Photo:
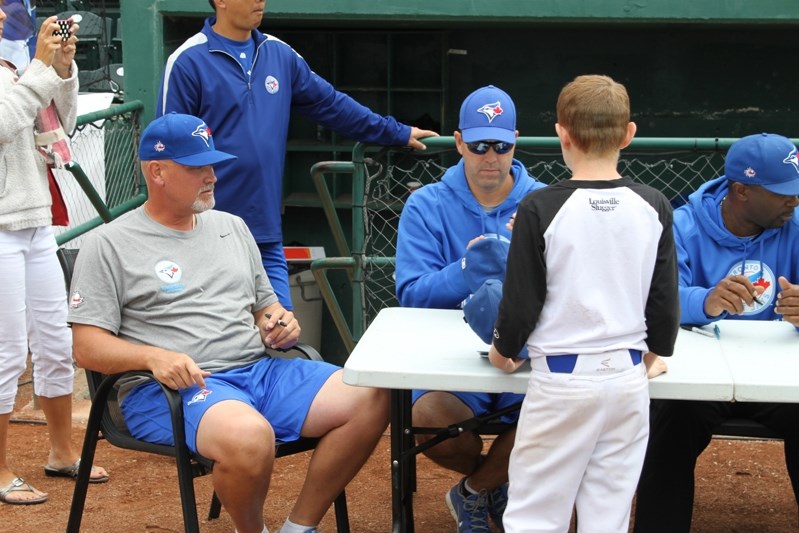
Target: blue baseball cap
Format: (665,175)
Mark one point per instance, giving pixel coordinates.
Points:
(184,139)
(488,114)
(481,309)
(485,259)
(764,159)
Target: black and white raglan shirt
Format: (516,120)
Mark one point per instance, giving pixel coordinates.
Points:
(591,268)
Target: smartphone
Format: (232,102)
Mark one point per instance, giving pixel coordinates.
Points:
(63,29)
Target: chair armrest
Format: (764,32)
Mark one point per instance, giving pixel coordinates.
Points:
(305,350)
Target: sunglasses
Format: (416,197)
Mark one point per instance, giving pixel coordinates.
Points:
(481,147)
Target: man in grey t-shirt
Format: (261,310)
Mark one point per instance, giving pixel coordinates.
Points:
(179,289)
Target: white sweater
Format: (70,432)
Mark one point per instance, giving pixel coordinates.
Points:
(25,200)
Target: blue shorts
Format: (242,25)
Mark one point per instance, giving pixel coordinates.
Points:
(274,259)
(483,403)
(282,390)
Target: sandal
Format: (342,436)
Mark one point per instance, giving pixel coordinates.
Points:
(71,471)
(20,485)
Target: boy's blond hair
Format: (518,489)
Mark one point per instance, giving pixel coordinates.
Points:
(595,110)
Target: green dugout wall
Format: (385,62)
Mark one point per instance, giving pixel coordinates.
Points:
(694,68)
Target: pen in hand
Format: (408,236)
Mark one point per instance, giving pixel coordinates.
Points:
(279,322)
(706,333)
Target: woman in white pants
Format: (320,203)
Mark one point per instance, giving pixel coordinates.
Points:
(33,305)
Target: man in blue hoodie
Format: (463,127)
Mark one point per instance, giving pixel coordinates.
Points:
(245,85)
(738,256)
(475,200)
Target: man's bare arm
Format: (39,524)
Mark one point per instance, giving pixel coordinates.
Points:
(100,350)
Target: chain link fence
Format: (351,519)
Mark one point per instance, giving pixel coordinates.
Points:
(104,181)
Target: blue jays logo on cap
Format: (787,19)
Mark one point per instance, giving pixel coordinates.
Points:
(491,110)
(203,133)
(792,159)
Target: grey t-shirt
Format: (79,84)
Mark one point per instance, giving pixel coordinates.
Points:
(187,291)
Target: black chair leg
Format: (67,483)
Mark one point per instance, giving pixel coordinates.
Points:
(216,507)
(342,516)
(86,460)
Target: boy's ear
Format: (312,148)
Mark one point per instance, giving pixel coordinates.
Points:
(563,135)
(628,137)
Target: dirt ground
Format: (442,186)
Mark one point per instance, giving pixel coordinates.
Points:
(742,487)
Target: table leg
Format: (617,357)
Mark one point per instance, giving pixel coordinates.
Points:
(402,462)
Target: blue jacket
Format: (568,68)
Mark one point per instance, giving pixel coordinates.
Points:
(437,223)
(249,117)
(707,252)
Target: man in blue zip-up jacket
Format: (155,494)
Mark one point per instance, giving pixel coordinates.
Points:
(476,199)
(244,85)
(737,245)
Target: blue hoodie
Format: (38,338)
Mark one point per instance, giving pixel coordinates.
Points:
(437,223)
(708,252)
(249,117)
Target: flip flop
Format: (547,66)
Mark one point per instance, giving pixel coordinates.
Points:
(72,472)
(20,485)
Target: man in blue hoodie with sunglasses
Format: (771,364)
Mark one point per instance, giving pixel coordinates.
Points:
(474,202)
(737,245)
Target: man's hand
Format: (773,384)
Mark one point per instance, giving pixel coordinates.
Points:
(788,301)
(416,134)
(177,370)
(511,221)
(655,365)
(279,328)
(503,363)
(730,295)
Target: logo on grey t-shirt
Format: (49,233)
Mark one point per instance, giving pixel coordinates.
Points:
(170,273)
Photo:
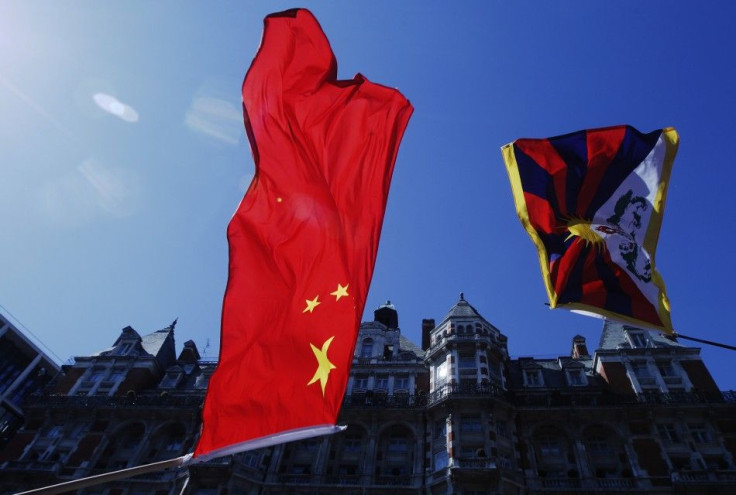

---

### EXERCISE
Could you show every line of the material that includes the string "blue"?

### ANSWER AREA
Target: blue baseball cap
Target: blue shorts
Target: man in blue hoodie
Target: blue jays logo on cap
Target: blue jacket
Target: man in blue zip-up jacket
Target: blue hoodie
Target: man in blue hoodie with sunglasses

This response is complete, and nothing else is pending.